◆ TASK OBJECTIVE: Please return the full listing. Every line must match exactly.

◆ INPUT MATERIAL:
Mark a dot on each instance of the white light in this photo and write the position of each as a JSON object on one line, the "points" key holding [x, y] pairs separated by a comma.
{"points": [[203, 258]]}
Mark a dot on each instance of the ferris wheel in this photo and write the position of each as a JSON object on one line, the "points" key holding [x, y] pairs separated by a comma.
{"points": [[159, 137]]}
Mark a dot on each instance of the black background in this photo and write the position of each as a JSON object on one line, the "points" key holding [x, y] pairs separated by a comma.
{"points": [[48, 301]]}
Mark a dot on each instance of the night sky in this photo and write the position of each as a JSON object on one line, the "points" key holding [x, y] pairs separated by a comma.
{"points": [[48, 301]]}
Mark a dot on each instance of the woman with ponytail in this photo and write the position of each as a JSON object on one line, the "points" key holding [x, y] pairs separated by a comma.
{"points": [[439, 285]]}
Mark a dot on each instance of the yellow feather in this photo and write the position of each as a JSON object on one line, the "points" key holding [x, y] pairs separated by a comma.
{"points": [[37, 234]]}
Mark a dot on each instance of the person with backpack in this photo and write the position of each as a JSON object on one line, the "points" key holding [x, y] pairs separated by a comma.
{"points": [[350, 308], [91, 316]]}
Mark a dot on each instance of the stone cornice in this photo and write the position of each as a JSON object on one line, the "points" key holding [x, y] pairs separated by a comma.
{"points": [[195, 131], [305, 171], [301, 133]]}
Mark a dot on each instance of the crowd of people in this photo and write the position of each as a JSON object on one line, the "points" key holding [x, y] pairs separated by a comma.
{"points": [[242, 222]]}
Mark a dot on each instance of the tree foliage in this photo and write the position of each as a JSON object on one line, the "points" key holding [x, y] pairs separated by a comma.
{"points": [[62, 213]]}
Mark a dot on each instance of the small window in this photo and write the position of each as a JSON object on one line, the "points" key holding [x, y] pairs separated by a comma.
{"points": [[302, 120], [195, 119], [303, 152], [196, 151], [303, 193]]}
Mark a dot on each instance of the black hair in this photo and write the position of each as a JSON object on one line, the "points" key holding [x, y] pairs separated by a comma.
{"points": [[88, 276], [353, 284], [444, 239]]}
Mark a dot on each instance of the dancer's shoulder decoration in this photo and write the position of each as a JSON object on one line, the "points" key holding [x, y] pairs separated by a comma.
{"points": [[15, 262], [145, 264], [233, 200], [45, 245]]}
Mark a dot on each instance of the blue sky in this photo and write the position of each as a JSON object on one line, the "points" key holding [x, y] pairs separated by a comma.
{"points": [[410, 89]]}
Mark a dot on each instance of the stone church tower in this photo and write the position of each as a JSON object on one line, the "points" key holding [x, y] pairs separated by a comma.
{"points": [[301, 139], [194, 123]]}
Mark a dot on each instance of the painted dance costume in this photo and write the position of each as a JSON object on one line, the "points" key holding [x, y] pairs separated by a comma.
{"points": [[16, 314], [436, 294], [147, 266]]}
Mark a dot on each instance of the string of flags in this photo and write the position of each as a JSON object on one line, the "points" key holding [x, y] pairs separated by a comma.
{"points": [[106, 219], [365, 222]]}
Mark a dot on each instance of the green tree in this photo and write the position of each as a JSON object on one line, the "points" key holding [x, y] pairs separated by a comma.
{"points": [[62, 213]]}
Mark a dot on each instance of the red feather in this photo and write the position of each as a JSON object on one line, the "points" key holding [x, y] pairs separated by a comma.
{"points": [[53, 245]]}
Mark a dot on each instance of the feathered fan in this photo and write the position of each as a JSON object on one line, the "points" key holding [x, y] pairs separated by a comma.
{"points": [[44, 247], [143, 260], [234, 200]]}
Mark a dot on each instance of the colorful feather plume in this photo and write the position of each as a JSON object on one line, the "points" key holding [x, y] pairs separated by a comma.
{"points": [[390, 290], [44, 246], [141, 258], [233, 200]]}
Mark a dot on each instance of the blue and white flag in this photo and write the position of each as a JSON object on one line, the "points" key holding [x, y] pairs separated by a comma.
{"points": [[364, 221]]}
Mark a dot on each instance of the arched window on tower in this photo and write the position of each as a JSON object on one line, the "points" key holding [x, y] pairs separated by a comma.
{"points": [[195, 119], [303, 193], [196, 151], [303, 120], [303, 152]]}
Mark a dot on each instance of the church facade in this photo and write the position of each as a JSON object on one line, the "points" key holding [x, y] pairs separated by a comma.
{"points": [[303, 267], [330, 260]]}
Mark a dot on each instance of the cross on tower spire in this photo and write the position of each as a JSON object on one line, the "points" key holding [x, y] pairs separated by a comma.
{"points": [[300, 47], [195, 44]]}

◆ EXERCISE RESPONSE:
Mark a dot on each instance of the white light in this photo and write the position of each as a JSON object on one line, the "points" key holding [x, y] pairs separated by a comma.
{"points": [[203, 258]]}
Mark a dot on each instance of the ferris wheel in this photo and write the position of each as a JSON object on one line, the "points" key holding [x, y] pairs separated by a comma.
{"points": [[159, 137]]}
Mark a dot on each instance of the black background in this photo and write the position of each as a JSON object on one line, the "points" key holding [x, y] pairs separated by a comma.
{"points": [[48, 301]]}
Mark a dot on each instance of the night sky in this photo and write the position of each as a JSON object on one line, the "points" key holding [x, y] pairs separated by a comma.
{"points": [[48, 301]]}
Mark a dot on each instance of the woman with ponytail in this photo and write the position of each as a JSON object on one line, the "points" key holding [x, y] pairs separated by a comma.
{"points": [[439, 285]]}
Mark a dot on each instance of the yellow feather in this photo and write the position of each as a JSON object on one line, the "points" key holding [x, y] pairs separated by a comma.
{"points": [[37, 234]]}
Mark a dot on each instance of the person with backpack in this photo and write the position of each as a JSON object on one line, the "points" key holding [x, y] pairs separated by a comma.
{"points": [[350, 308], [91, 316]]}
Mark a dot on each instance of the stone cornice in this photo and write the position of each as a JSON object on one line, the "points" key holding [x, y] pairs separated by a comma.
{"points": [[195, 131], [305, 171], [301, 133]]}
Mark a dot on each instance of the crowd of people in this photo and write the position of each as a JSON object on one line, the "points" key holding [x, y] pairs separated by a comma.
{"points": [[242, 222]]}
Mark a dot on each instance of the tree foliage in this photo and write the position of each as a JSON object on one line, the "points" key holding [x, y] pairs separated by a comma.
{"points": [[62, 213]]}
Mark a dot on each instance of the small window in this photo and write the position of each as a JSON object on one line, the "points" key holding [x, y] pairs separated by a comma.
{"points": [[302, 120], [195, 119], [303, 152], [196, 151], [303, 193]]}
Mark a dot on each instance of the black hair in this photo and write the position of each as a JSON object on one line, the "points" key holding [x, y] pairs separated by a comma.
{"points": [[88, 276], [353, 284], [444, 239]]}
Mark a dot on each instance of the dancer's shoulder decoration in this photo and write the position of each as a JSON object on one line, the "points" key holding [x, y] pairs separated by a comma.
{"points": [[15, 262], [145, 264], [233, 200], [45, 245]]}
Mark a dot on each instance of the blue sky in this photo and write the position of each as a JSON object on one line, the "points" key holding [x, y] pairs separated by a comma.
{"points": [[410, 89]]}
Mark a dot on each instance of the stone church tower in this photo and write the position of each as a JSON object on one line, the "points" key holding [x, y] pairs separated by a comma.
{"points": [[301, 139], [194, 123]]}
Mark a dot on each instance of the painted dance costume in this photo and write the position of each as a JSON object on one line, the "points" key holding [x, y] pairs separated by a comma.
{"points": [[16, 314], [436, 294], [147, 266]]}
Mark a dot on each instance of the string of flags in this photo and write the position of each as a JSON object on one line, the "points" key holding [x, y] pairs separated by a comma.
{"points": [[106, 219], [365, 222]]}
Mark a dot on each instance of the green tree in this photo and write the position of each as a JSON object on one line, the "points" key holding [x, y] pairs separated by a comma.
{"points": [[62, 213]]}
Mark a dot on each instance of the red feather in this photo and write the position of each as a JSON object on one line, the "points" key holding [x, y] pairs separated by a comma.
{"points": [[53, 245]]}
Mark a dot on each instance of the feathered fan in this photo and write the position of each as a JSON object on one line, the "points" key holding [x, y] pairs separated by a comma.
{"points": [[44, 247], [143, 260], [234, 200]]}
Mark a dot on each instance of the colorful feather plume in this photo and write the position of each as a JSON object on one line, the "points" key holding [x, y] pairs separated by a comma.
{"points": [[390, 290], [44, 246], [141, 258], [233, 200]]}
Mark a dot on each instance of the blue and white flag in this photo and write the position of each as a JSON object on one line, the "points" key holding [x, y] pairs separated by a comma.
{"points": [[364, 221]]}
Mark a dot on each instance of the arched window on tower in this photo and write the position of each as a JSON object on one line, the "points" key holding [x, y] pairs separated by a comma.
{"points": [[195, 119], [303, 193], [196, 151], [303, 120], [303, 152]]}
Mark a dot on each instance of the church facade in this photo and write the position of each as a JSON object on one line, the "points" key holding [x, y] pairs separated by a comma.
{"points": [[303, 267], [330, 260]]}
Mark a dot on each instance of the cross on tower spire in this photo and write the position of each as a JSON object on one line, the "points" key holding [x, y] pairs separated by a comma.
{"points": [[300, 47], [195, 44]]}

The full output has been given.